Extracted data entries
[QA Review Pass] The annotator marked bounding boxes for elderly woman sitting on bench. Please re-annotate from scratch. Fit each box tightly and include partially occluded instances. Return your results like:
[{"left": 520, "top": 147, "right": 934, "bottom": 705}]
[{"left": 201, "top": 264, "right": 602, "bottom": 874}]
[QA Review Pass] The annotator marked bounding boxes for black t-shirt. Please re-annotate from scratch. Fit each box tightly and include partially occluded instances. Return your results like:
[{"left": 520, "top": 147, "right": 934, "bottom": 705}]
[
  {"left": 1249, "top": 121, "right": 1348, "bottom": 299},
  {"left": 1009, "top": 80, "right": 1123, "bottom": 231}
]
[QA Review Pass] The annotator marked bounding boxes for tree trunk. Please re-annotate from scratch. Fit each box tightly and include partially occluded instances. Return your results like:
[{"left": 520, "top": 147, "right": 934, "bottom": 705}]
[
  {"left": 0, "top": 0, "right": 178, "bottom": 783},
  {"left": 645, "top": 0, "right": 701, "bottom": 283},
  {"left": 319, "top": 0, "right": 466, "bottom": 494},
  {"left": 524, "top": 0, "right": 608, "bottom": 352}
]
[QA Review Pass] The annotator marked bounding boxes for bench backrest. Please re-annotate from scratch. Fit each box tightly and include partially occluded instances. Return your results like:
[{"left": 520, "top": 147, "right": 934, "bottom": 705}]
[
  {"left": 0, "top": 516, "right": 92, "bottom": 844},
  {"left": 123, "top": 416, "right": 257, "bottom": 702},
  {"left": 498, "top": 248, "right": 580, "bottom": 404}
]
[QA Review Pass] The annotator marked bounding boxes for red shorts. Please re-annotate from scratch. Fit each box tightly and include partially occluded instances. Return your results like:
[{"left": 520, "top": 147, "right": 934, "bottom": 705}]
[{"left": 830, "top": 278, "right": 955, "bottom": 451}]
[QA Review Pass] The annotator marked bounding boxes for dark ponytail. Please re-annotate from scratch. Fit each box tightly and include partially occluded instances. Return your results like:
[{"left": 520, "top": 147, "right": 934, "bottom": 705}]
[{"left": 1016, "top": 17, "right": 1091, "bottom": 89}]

**TASK DIRECTIONS:** Edit everything from the line containing "[QA Review Pass] The annotator marked bounding boxes for tree" down to the end of the data, replacing "re-annotate" with "relabel" and keeping all else unchanged. Return only those lines.

**SOLUTION:**
[QA Review Pass] The annotator marked bounding boxes for tree trunk. Please relabel from scratch. Fit each box tightly and include partially occluded instances. Return your results like:
[{"left": 520, "top": 147, "right": 934, "bottom": 705}]
[
  {"left": 0, "top": 0, "right": 178, "bottom": 783},
  {"left": 645, "top": 0, "right": 701, "bottom": 283},
  {"left": 319, "top": 0, "right": 466, "bottom": 494},
  {"left": 524, "top": 0, "right": 608, "bottom": 352}
]
[QA Review Pass] The annotator marked bounding boxes for bench backrest. Please relabel from scratch. Fit each box tightly and include partially occluded instances. Return your results like:
[{"left": 520, "top": 147, "right": 934, "bottom": 705}]
[
  {"left": 0, "top": 516, "right": 92, "bottom": 844},
  {"left": 123, "top": 416, "right": 257, "bottom": 702},
  {"left": 498, "top": 248, "right": 580, "bottom": 404}
]
[QA Review Pass] The annotator marked bounding boxes for red shorts. Please relabel from scratch. Fit each box tightly and include partially occluded instances. Return your results like:
[{"left": 520, "top": 147, "right": 934, "bottom": 705}]
[{"left": 830, "top": 278, "right": 955, "bottom": 451}]
[QA Review Pass] The annotator marked bounding boxes for dark ponytail. Please relabel from scratch. Fit each box tightly and include partially occluded instances. Return your results like:
[{"left": 520, "top": 147, "right": 934, "bottom": 705}]
[{"left": 1016, "top": 17, "right": 1091, "bottom": 89}]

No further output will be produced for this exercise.